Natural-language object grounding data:
============================================================
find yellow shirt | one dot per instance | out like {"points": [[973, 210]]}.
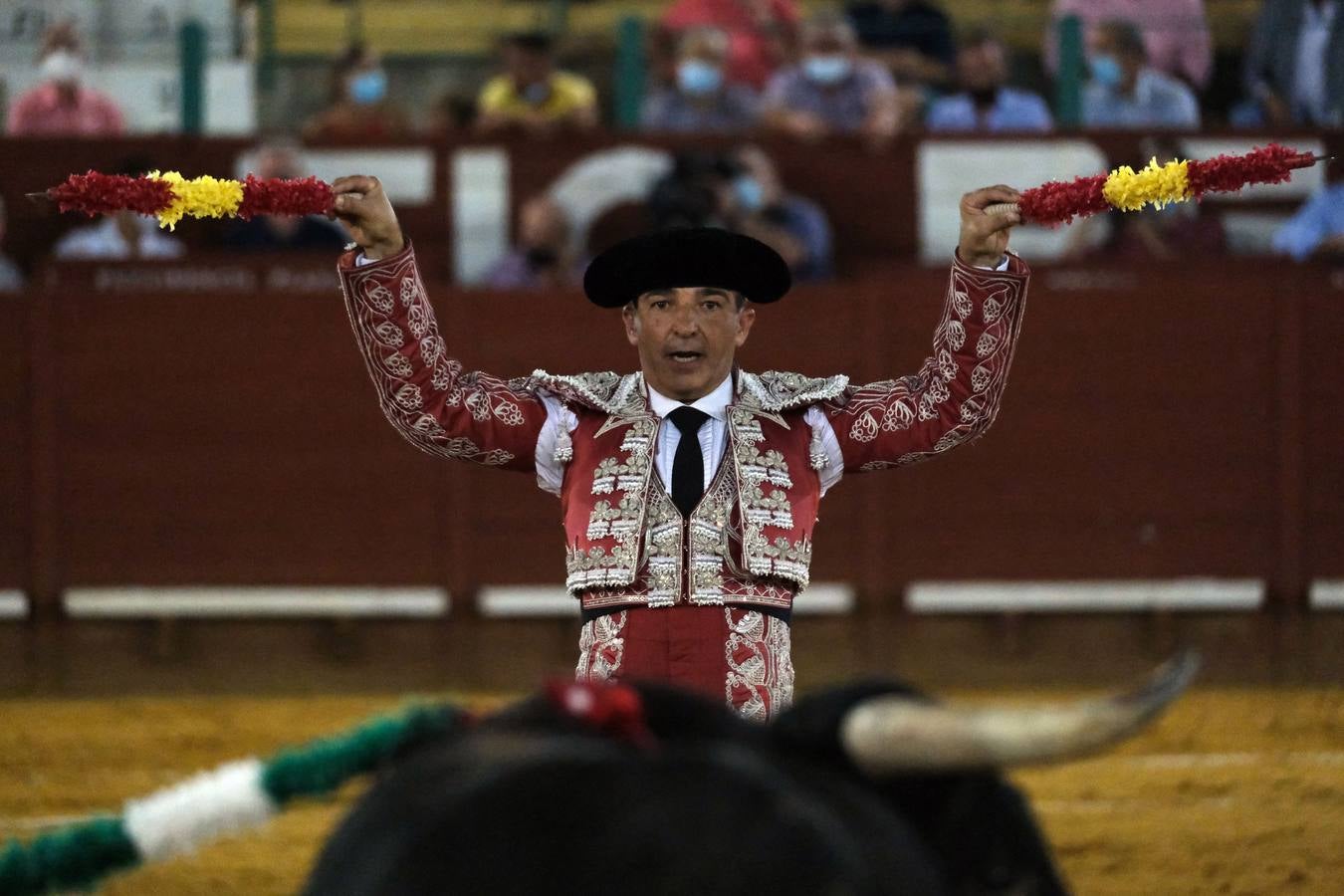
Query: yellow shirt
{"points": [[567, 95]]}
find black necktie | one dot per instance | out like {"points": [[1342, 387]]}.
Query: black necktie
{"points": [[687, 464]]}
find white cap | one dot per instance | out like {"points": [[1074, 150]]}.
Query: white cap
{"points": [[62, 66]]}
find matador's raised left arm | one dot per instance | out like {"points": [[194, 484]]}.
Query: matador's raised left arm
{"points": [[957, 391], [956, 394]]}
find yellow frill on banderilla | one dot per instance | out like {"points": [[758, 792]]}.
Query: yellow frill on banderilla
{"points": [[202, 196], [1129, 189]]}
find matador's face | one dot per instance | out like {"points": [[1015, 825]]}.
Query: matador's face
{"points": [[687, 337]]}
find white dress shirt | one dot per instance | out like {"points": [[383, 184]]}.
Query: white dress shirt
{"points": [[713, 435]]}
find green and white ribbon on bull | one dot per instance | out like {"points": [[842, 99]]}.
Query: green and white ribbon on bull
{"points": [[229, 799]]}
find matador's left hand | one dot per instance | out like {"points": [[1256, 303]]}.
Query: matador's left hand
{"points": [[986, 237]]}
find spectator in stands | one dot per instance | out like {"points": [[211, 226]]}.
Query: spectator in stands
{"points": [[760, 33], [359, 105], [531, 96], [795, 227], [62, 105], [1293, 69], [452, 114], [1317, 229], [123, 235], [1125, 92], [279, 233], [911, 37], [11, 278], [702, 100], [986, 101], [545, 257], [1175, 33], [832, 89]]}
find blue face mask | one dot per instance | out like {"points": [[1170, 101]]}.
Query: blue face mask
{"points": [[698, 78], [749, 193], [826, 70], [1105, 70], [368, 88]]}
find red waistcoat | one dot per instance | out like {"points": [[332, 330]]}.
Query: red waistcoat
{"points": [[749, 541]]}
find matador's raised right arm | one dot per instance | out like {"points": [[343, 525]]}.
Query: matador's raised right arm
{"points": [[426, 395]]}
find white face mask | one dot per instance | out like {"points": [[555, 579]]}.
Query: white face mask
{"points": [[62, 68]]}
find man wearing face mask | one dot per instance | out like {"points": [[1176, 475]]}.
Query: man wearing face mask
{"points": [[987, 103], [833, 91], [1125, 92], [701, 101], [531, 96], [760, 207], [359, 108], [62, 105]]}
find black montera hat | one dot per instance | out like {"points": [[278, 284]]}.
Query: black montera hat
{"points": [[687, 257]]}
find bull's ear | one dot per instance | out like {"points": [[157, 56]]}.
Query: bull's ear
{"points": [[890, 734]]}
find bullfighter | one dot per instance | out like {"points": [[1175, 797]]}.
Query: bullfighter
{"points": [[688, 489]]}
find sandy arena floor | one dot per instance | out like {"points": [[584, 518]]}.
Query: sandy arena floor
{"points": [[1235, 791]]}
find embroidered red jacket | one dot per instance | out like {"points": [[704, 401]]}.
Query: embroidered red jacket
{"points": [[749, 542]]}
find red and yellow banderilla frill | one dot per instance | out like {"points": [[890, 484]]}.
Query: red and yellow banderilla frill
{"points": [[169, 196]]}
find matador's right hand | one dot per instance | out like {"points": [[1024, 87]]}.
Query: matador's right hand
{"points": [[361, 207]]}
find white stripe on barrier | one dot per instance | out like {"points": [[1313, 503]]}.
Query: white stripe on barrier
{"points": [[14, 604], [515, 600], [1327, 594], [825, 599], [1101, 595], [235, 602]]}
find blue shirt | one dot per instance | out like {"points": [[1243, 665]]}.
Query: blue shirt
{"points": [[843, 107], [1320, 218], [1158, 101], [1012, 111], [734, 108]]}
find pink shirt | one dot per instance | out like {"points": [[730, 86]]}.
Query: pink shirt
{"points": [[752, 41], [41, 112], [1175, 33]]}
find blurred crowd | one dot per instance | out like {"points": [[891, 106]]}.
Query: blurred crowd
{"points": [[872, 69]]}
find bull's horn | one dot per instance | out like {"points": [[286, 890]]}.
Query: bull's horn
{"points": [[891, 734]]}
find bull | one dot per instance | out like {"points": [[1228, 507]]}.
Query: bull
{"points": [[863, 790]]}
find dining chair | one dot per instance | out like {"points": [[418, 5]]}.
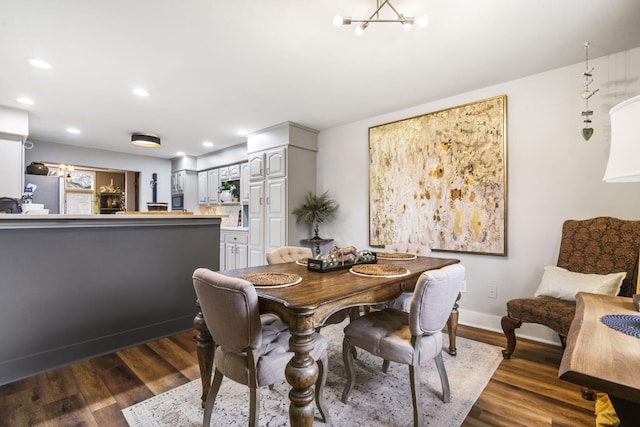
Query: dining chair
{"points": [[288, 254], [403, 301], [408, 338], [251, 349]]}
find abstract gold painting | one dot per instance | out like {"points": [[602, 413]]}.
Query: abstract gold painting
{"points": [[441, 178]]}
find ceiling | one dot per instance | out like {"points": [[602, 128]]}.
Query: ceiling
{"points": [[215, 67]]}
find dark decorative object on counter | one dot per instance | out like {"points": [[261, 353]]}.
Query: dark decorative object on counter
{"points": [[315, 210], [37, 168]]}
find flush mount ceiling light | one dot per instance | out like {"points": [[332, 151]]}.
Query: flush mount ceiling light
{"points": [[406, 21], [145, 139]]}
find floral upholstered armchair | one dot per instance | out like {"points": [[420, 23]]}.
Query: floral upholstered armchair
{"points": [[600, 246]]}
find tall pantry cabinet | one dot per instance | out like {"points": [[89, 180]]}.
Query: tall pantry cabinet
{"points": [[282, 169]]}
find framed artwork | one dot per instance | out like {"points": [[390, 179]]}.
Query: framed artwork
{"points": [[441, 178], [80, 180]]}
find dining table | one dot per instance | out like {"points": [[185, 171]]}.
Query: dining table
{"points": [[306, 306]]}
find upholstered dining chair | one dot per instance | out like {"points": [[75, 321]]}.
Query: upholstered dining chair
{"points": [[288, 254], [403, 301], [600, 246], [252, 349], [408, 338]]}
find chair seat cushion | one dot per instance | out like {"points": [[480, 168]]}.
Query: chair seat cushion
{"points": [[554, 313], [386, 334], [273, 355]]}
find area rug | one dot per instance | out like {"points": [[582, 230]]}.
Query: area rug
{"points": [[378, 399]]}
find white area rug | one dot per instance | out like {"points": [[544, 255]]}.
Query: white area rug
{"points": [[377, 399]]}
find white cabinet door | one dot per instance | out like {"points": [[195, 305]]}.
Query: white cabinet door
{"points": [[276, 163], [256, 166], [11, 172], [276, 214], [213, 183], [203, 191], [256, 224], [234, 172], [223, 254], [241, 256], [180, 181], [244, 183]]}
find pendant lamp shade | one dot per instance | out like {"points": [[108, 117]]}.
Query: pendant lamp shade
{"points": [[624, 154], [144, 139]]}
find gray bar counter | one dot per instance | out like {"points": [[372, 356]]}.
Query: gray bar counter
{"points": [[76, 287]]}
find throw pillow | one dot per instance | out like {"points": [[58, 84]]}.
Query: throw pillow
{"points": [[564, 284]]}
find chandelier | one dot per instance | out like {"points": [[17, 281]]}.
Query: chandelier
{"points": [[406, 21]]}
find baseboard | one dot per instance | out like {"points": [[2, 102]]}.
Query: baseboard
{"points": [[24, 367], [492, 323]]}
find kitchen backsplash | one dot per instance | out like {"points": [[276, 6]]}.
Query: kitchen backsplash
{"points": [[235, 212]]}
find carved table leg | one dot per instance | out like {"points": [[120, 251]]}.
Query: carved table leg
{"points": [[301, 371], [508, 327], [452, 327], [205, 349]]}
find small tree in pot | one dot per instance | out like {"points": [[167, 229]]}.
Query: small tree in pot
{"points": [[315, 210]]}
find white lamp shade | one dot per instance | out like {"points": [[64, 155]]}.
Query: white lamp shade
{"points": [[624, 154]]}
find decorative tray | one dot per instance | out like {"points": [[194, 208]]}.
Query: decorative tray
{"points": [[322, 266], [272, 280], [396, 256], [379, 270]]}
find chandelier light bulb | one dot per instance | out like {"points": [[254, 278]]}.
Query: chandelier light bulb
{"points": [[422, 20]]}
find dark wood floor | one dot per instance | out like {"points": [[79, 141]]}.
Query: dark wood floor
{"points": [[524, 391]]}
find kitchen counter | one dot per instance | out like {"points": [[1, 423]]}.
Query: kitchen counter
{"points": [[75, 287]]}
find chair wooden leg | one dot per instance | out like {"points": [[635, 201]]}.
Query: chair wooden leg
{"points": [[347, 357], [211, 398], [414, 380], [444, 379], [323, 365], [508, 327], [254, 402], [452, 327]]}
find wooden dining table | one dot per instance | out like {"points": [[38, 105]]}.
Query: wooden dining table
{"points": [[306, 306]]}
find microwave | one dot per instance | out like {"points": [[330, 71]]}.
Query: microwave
============================================================
TASK GOAL. In the entries above, please find the line with "Query: red waistcoat" and the line with "find man wearing", then write out exactly those two lines and every line between them, and nothing more.

SOLVED EXERCISE.
Query: red waistcoat
{"points": [[749, 541]]}
find matador's raised right arm | one dot per instance | out like {"points": [[343, 525]]}.
Query: matador's raised right arm
{"points": [[426, 395]]}
find white face mask | one dot per instance | out like {"points": [[555, 579]]}.
Query: white face mask
{"points": [[62, 68]]}
find man wearing face mask | one dot per instance | out like {"points": [[1176, 475]]}.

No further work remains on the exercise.